Textauszug:
Die Illenau in ihren Anfangsjahren

Die 1842 eingeweihte Heil- und Pflegeanstalt Illenau entwickelte sich als eigentlicher Wirtschaftsmagnet für die Stadt Achern.
Dem ersten Anstaltsleiter Christian Roller und damit der ganzen Anstalt gelang es, aufgrund einer völlig neuen Konzeption der Unterbringung psychisch Kranker zum Mittelpunkt damaliger Behandlungsmethoden zu werden. Das sollte der Heil- und Pflegeanstalt Illenau nicht nur viele wohlhabende, sondern auch ausländische Patienten bescheren (um die Jahrhundertwende waren um 650 Patienten die Regel).
Beispielhaft sei hier, wegen seines Bekanntheitsgrades als Kinderbuchautor, die Verbindung zwischen Roller und dem Verfasser des Struwwelpeter, Dr. Heinrich Hoffmann, erwähnt. Hoffmann, wie Roller Psychiater, folgte bei seiner Anstaltsgründung in Frankfurt getreulich dem architektonischen Vorbild der Illenau.

Bereitgestellte Angaben:
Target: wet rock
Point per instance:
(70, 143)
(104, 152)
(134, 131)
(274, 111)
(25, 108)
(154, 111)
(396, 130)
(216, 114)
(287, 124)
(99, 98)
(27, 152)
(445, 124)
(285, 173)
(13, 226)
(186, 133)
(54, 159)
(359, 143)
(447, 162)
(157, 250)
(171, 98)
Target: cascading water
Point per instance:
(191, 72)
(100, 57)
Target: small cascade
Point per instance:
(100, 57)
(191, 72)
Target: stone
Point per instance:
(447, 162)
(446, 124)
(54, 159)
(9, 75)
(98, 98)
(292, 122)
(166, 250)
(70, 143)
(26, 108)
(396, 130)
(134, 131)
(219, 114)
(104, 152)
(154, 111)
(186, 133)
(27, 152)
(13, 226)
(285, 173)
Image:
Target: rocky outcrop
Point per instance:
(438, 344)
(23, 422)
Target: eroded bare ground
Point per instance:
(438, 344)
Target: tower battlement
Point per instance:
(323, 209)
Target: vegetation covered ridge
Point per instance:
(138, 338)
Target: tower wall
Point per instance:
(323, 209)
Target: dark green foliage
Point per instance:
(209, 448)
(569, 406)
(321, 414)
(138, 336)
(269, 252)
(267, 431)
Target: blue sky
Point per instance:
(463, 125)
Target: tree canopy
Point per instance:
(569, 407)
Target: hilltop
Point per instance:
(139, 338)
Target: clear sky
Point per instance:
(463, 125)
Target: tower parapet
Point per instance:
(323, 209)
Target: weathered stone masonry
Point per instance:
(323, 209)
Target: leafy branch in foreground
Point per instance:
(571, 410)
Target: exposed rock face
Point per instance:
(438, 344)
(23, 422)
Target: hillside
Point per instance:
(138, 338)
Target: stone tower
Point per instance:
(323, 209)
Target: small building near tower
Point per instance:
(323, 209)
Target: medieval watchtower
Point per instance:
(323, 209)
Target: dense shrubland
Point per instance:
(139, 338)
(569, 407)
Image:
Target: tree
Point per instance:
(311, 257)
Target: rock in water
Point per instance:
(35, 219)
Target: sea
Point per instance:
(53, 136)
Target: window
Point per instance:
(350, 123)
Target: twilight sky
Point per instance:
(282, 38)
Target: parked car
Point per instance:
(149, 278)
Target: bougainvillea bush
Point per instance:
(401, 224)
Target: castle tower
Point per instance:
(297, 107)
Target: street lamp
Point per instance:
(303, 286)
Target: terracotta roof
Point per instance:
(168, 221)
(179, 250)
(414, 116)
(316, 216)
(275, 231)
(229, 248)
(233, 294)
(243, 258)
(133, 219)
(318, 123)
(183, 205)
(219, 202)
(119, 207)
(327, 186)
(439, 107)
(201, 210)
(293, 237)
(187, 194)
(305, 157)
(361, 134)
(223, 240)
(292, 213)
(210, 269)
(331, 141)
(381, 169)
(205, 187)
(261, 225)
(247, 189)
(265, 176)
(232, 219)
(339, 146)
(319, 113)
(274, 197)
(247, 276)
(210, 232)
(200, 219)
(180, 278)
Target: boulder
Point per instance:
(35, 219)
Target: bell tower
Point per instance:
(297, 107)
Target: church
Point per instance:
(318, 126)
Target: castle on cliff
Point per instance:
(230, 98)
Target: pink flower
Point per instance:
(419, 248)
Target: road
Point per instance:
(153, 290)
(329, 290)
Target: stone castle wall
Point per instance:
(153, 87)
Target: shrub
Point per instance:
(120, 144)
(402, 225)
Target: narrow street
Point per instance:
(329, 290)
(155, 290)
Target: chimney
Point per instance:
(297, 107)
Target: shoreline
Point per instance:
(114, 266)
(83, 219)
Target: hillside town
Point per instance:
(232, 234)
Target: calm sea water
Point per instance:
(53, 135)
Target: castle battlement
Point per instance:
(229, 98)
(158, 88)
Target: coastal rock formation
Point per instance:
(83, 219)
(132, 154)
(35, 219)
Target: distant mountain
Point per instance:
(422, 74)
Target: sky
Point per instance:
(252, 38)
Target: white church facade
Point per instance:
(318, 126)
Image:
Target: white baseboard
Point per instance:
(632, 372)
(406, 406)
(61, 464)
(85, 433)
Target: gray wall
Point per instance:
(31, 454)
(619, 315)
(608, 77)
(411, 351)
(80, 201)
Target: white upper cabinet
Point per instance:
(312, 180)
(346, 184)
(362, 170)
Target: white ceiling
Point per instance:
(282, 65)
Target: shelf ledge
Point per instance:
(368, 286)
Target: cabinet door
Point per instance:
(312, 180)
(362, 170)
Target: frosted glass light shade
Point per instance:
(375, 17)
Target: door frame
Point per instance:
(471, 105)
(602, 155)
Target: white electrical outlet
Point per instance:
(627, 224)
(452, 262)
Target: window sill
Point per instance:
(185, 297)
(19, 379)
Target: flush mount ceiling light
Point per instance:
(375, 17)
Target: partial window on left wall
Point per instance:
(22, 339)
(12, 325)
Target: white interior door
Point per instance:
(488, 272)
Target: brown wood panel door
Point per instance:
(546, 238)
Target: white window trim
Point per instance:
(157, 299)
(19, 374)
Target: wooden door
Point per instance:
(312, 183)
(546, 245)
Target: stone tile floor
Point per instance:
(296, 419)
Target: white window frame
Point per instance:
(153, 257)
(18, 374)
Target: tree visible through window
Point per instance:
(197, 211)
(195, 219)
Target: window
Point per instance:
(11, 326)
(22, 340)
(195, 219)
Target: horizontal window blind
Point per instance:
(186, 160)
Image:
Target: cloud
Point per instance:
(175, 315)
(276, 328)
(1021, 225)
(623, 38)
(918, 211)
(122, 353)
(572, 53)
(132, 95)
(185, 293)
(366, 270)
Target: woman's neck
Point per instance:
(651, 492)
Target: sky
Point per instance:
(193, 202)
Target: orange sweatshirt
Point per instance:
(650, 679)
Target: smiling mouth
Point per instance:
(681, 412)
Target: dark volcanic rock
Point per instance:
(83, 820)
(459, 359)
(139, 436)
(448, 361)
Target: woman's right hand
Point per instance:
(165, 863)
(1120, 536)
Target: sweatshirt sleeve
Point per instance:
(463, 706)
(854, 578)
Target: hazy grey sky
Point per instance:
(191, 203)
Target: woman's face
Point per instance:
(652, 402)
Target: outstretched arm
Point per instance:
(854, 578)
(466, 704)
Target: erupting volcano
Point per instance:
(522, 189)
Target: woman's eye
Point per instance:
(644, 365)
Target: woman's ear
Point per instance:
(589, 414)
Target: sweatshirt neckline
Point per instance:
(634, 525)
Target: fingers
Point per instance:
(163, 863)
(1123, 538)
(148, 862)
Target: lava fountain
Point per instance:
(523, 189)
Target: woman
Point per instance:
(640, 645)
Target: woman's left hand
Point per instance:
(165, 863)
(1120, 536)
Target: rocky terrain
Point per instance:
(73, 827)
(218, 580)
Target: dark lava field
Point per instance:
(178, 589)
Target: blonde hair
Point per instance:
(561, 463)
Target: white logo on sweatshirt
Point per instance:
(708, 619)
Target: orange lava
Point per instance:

Aufgaben und Übungen:
(a) Geben Sie den Textauszug über die Illenau wortgetreu wieder, beginnend mit „Die Illenau in“ und fortlaufend bis einschließlich „die Stadt Achern.“.
(b) Wie hieß laut dem Textauszug der erste Leiter der Heil- und Pflegeanstalt Illenau?
Die Einträge stammen aus einer anderen Quelle als der Textauszug.

Lösungen zur Übung:
(a)
Die Illenau in ihren Anfangsjahren

Die 1842 eingeweihte Heil- und Pflegeanstalt Illenau entwickelte sich als eigentlicher Wirtschaftsmagnet für die Stadt Achern.

(b) Der erste Anstaltsleiter war Christian Roller.